- **RECORDS FOR THIS EXERCISE**:

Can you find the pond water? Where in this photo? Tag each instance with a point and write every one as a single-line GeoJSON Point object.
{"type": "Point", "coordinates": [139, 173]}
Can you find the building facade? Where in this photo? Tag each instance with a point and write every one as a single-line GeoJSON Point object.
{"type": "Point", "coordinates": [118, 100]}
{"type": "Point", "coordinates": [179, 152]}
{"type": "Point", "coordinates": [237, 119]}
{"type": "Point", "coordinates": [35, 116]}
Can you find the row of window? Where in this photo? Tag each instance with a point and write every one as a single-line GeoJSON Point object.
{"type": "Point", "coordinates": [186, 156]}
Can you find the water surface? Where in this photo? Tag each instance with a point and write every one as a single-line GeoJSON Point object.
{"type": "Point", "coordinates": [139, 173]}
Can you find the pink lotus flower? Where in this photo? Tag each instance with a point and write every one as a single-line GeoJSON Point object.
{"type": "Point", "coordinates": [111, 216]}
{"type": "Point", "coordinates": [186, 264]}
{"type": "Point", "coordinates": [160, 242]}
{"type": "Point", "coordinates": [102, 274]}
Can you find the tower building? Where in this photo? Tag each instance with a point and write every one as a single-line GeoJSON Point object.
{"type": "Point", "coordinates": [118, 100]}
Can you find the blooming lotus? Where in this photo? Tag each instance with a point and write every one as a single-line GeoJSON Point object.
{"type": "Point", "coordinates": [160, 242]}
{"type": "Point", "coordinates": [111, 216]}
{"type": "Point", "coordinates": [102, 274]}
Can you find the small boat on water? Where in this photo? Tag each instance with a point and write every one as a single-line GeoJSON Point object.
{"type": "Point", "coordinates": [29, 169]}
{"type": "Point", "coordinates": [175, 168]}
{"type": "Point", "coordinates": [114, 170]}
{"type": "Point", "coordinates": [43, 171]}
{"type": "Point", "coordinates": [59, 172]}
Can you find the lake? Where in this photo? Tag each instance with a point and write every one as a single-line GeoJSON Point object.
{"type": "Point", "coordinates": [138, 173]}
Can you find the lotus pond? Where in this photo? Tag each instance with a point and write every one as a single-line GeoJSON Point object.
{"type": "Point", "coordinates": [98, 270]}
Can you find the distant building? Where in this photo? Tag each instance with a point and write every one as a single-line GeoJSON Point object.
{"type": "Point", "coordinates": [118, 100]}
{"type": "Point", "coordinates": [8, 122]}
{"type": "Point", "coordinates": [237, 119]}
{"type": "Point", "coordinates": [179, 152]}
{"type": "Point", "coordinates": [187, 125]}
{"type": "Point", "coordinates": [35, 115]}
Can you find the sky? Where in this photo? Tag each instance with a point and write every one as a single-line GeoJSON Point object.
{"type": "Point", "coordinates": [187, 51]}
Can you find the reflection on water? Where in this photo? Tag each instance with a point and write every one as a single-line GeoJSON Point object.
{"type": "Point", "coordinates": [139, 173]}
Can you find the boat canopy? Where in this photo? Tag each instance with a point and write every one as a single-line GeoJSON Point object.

- **TASK TO COMPLETE**:
Retype all of the records above, line for line, with no changes.

- **EXERCISE ANSWER**:
Can you find the pond water? Where in this photo? Tag each instance with a point and write every one as a single-line GeoJSON Point object.
{"type": "Point", "coordinates": [139, 173]}
Can you find the building facade? Where in this photo? Tag each instance with a point and write every one as a single-line GeoJSON Point object.
{"type": "Point", "coordinates": [118, 100]}
{"type": "Point", "coordinates": [179, 152]}
{"type": "Point", "coordinates": [237, 119]}
{"type": "Point", "coordinates": [35, 116]}
Can you find the row of window? Where in this photo? Tag each instance with a point and write every one as a single-line GeoJSON Point object.
{"type": "Point", "coordinates": [186, 156]}
Can you find the water surface? Where in this photo? Tag each instance with a point and write every one as a single-line GeoJSON Point object.
{"type": "Point", "coordinates": [139, 173]}
Can you find the pink lotus flower? Where in this photo? Tag each instance with a point and write every one as a single-line GeoJSON Point object.
{"type": "Point", "coordinates": [111, 216]}
{"type": "Point", "coordinates": [186, 264]}
{"type": "Point", "coordinates": [160, 242]}
{"type": "Point", "coordinates": [102, 274]}
Can you find the tower building? Where in this photo? Tag each instance with a point and write every one as a single-line GeoJSON Point object.
{"type": "Point", "coordinates": [118, 100]}
Can you find the blooming lotus? Where in this photo? Tag each instance with a point and write every one as a single-line GeoJSON Point object.
{"type": "Point", "coordinates": [160, 242]}
{"type": "Point", "coordinates": [111, 216]}
{"type": "Point", "coordinates": [102, 274]}
Can you find the small boat on water? Where in this photo? Tag each instance with a point and write every one as a single-line GeoJSON Point object.
{"type": "Point", "coordinates": [29, 169]}
{"type": "Point", "coordinates": [175, 168]}
{"type": "Point", "coordinates": [114, 170]}
{"type": "Point", "coordinates": [43, 171]}
{"type": "Point", "coordinates": [59, 172]}
Can you find the lake? Where in this photo? Tag each instance with a point and write every one as a single-line GeoJSON Point object.
{"type": "Point", "coordinates": [138, 173]}
Can you find the lotus pond? Where in this photo? Tag each instance with a point and write every one as a single-line GeoJSON Point object.
{"type": "Point", "coordinates": [98, 270]}
Can you find the distant building? Where in this photo? Tag each instance with a point and write every one as a single-line GeoJSON Point object.
{"type": "Point", "coordinates": [118, 100]}
{"type": "Point", "coordinates": [8, 122]}
{"type": "Point", "coordinates": [237, 119]}
{"type": "Point", "coordinates": [179, 152]}
{"type": "Point", "coordinates": [187, 125]}
{"type": "Point", "coordinates": [35, 115]}
Can you find the sky? Where in this photo? Tag each instance with a point and write every one as a single-line GeoJSON Point object.
{"type": "Point", "coordinates": [187, 51]}
Can you find the reflection on water? Where in this photo? Tag each instance with a point and write every one as a single-line GeoJSON Point object.
{"type": "Point", "coordinates": [139, 173]}
Can you find the boat canopy? Where in this photo? Tag each instance with a point and write every one as a single-line GeoJSON Point object.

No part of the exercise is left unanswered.